Excerpts of location labeling data:

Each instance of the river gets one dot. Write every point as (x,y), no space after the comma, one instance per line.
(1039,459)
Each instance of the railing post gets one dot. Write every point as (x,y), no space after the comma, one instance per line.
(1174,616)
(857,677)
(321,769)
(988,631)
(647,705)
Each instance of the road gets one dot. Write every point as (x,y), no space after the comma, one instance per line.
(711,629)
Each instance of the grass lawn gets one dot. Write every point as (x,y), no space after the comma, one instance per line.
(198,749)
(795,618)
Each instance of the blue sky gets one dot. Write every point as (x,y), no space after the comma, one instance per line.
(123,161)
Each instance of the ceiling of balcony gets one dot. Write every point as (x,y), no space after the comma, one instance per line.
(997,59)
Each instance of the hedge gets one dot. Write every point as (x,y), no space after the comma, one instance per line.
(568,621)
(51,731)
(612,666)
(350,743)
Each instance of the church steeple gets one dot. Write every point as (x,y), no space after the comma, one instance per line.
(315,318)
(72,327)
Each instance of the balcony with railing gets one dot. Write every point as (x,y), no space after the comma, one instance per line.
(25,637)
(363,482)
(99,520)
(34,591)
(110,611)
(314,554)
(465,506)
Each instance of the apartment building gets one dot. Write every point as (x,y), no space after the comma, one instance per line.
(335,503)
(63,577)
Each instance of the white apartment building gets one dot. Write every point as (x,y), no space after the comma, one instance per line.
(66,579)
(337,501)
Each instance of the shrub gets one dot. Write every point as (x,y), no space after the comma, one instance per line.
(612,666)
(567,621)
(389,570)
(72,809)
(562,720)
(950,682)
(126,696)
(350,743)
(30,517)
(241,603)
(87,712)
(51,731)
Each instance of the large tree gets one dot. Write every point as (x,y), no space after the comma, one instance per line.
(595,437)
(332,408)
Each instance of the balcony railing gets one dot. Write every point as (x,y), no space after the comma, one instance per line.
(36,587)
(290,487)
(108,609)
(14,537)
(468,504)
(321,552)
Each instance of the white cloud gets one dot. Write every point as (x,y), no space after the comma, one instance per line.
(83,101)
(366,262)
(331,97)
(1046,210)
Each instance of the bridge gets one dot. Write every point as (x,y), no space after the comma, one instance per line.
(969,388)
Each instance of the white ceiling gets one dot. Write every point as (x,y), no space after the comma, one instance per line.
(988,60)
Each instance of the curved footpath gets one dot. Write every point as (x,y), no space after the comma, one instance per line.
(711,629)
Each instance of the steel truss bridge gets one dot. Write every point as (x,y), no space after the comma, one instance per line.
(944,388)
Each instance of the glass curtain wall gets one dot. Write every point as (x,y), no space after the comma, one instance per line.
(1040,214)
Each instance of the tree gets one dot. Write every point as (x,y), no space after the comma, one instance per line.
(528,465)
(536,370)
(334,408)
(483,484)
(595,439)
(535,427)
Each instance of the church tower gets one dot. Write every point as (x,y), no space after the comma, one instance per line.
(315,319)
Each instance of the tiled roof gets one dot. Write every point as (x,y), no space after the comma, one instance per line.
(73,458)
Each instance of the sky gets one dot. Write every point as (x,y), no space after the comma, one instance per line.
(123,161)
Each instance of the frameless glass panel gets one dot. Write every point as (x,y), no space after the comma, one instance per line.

-- STATED PROBLEM --
All of the data must be returned exactly.

-- ANSWER TO THIS PROBLEM --
Each instance of the river gets one dot. Write every point as (x,y), no space after the comma, one instance per line.
(1039,459)
Each instance of the railing post gets one dot. Write every point as (x,y), no space after the comma, one instance per line.
(1174,616)
(857,677)
(321,769)
(988,631)
(647,705)
Each instance of the road gets one dot. Write every point as (x,y), no space after the comma, one instance per line.
(711,629)
Each instance of the grass lawn gets one dot. Write every point as (x,y), no space after the comma, one instance per line.
(198,749)
(795,618)
Each instance of the blue sky gets one dot. Write every point as (x,y), no space after the comma, one instance per line.
(123,161)
Each instance of the ceiling of balcony gets one dot. Write every point as (x,y), no space after the comma, one instance per line.
(997,59)
Each instance of the hedge gets one dot. Write every point as (x,y), no space after the comma, one instance per line.
(568,621)
(51,731)
(612,666)
(350,743)
Each instance of the church steeple gets one dot. Write every point as (x,y), no space after the comma, one instance per line.
(315,318)
(72,327)
Each instance of the balcony with railing gets one dot. Write every point as (x,y), no space after the comma, one instance per line.
(25,637)
(363,482)
(99,520)
(34,591)
(110,611)
(314,554)
(465,506)
Each instance of the apartment building gets one dot. Write every point as (x,y), no space after the comma, one instance per line.
(335,503)
(63,577)
Each instance of the white apartment building gets one dot. Write every point as (x,y), no space after the comma, one instance per line.
(66,579)
(337,501)
Each instance of the shrub gets one dot. Write every point as (x,y), no space after the comma, one instance per line.
(612,666)
(567,621)
(389,570)
(72,809)
(562,720)
(950,682)
(126,696)
(350,743)
(30,517)
(241,603)
(87,712)
(51,731)
Each instance of the large tree gets one dot. Write every point as (x,y), no space after the comma, one instance per line.
(595,437)
(332,408)
Each instance of the balcony railing gets one dot. Write every point as (x,y), no space after the comma, one instance per line.
(36,587)
(290,487)
(108,609)
(14,537)
(468,504)
(321,552)
Each instance of the white cloud gets one dot. Write every point as (x,y), no space after the comma, one instance per line.
(83,101)
(366,262)
(331,97)
(1046,210)
Each instance of the bridge gets one dot. Write every point as (x,y), no space after the comma, one instance per line.
(969,388)
Each instance of the white ceiling gets one dot. Write every point as (x,y), no space after the comma, one instance per line.
(988,60)
Each instance of the curved footpath gets one dot. Write every point as (x,y), no space after the comma, one instance per line.
(711,629)
Each instance of the steel truss bridge gets one dot. Write every point as (x,y), no space after the comma, one instance per line.
(944,388)
Each instance of the glass curtain wall gets one dot. Write every point as (x,y), no space after the comma, one instance per line.
(1040,214)
Each instance of the tree gets one dot. Write every point as (x,y), no space after the comma, one instance per line.
(528,465)
(536,370)
(334,408)
(483,484)
(595,439)
(535,427)
Each instance of the church tower gets one dot. Write every point as (x,y), no space after the comma, one instance per line.
(315,319)
Each instance of the tiled roof gets one dot. Write every point as (x,y), no space after the comma, one instance per line.
(73,458)
Each instance of the sky gets one dot. Write every point as (x,y), no space after the comma, one instance per line.
(123,161)
Each instance of the frameless glass panel gets one dot. Write every point as (x,y), no space after the comma, one instance per line.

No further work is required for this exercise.